Requirement a:
Repeat the rows from the line with "I need the bounding box for the clear" through the end of the rows, both ends included, keeping the requests unchanged. Multiply every coordinate in the answers by 2.4 and round to whole numbers, with halves rounded up.

Source extract:
So the code is still unhappy with that file. Can @luuulu guess something ? Yours, Steffen

luuulu commented 4 years ago

many thanks for your response! I also do not know more about that new error you got and it is also not clear to me why there is a non-standard data array in my mzML files.... :/

luuulu commented 4 years ago

I opened now an issue at pwiz (https://github.com/ProteoWizard/pwiz/issues/1133), hopefully they know what causes the error.

chambm commented 4 years ago

The integer data arrays for ms level on the TIC chromatogram make it easy for readers so-inclined to split the chromatogram into per-MS level versions. That error would be fixed by updating pwiz version (in retrospect we probably should have ignored and warned about unknown binary arrays). The is.unsorted error doesn't seem pwiz related.

luuulu commented 4 years ago

Thanks @chambm for your response!

@jorainer and @sneumann: Would it be feasible to update the pwiz library? I would love to be able to use MSnbase for my data analysis!

Requirement b:
Answer these about the forum thread:
(i) What issue number did luuulu open at pwiz?
(ii) According to chambm, what would fix the error?
(iii) What does chambm say the integer data arrays for ms level on the TIC chromatogram make easy for readers?

Extracted data entries

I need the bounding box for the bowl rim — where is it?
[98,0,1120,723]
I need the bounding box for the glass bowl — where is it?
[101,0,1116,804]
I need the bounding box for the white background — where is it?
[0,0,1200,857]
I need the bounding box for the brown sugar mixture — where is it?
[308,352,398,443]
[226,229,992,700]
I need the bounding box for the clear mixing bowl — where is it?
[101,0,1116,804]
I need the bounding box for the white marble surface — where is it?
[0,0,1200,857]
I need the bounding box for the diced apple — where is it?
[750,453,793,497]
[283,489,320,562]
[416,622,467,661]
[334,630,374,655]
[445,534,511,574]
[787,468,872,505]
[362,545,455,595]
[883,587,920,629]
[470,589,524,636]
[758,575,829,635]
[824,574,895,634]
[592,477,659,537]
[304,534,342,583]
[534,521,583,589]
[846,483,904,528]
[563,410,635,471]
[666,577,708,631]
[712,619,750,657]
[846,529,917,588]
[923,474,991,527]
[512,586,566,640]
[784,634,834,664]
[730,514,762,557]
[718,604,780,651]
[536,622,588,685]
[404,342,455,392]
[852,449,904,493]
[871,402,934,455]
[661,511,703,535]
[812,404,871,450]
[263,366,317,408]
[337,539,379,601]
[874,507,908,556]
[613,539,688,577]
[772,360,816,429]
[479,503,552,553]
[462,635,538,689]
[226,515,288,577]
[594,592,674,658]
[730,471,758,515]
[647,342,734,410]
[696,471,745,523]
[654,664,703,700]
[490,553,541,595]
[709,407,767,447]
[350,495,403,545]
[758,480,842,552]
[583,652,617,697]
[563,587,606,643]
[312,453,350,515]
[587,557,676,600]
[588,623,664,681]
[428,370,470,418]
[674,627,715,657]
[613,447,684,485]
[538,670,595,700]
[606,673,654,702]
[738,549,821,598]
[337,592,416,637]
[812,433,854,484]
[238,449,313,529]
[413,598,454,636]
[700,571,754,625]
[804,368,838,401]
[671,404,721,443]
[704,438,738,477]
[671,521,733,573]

Complete answer a:
I need the bounding box for the clear mixing bowl — where is it?
[242,0,2678,1930]
I need the bounding box for the white marble surface — where is it?
[0,0,2880,2057]
I need the bounding box for the diced apple — where is it?
[1800,1087,1903,1193]
[679,1174,768,1349]
[998,1493,1121,1586]
[802,1512,898,1572]
[1068,1282,1226,1378]
[1889,1123,2093,1212]
[869,1308,1092,1428]
[2119,1409,2208,1510]
[1128,1414,1258,1526]
[1819,1380,1990,1524]
[1978,1378,2148,1522]
[1421,1145,1582,1289]
[730,1282,821,1399]
[1282,1250,1399,1414]
[2030,1159,2170,1267]
[1351,984,1524,1130]
[1598,1385,1699,1514]
[1709,1486,1800,1577]
[2030,1270,2201,1411]
[2215,1138,2378,1265]
[1229,1406,1358,1536]
[1882,1522,2002,1594]
[1752,1234,1829,1337]
[1723,1450,1872,1562]
[1286,1493,1411,1644]
[970,821,1092,941]
[2045,1078,2170,1183]
[2090,965,2242,1092]
[1586,1226,1687,1284]
[1949,970,2090,1080]
[631,878,761,979]
[809,1294,910,1442]
[2098,1217,2179,1334]
[1471,1294,1651,1385]
[1853,864,1958,1030]
[1150,1207,1325,1327]
[1109,1524,1291,1654]
[542,1236,691,1385]
[1426,1421,1618,1579]
[1752,1130,1819,1236]
[1553,821,1762,984]
[1670,1130,1788,1255]
[1570,1594,1687,1680]
[1176,1327,1298,1428]
[1702,977,1841,1073]
[840,1188,967,1308]
[1819,1152,2021,1325]
[1399,1565,1481,1673]
[1351,1409,1454,1543]
[749,1087,840,1236]
[1409,1337,1622,1440]
[1411,1495,1594,1634]
[1027,888,1128,1003]
[1618,1505,1716,1577]
[1471,1073,1642,1164]
[1291,1608,1428,1680]
[1454,1615,1570,1685]
[1771,1318,1970,1435]
[809,1421,998,1529]
[1949,1039,2050,1162]
[571,1078,751,1270]
[991,1435,1090,1526]
[1680,1370,1810,1500]
[1930,883,2011,962]
[1610,970,1730,1063]
[1690,1051,1771,1145]
[1610,1250,1759,1375]

Complete answer b:
(i) 1133
(ii) Updating the pwiz version.
(iii) Splitting the chromatogram into per-MS level versions.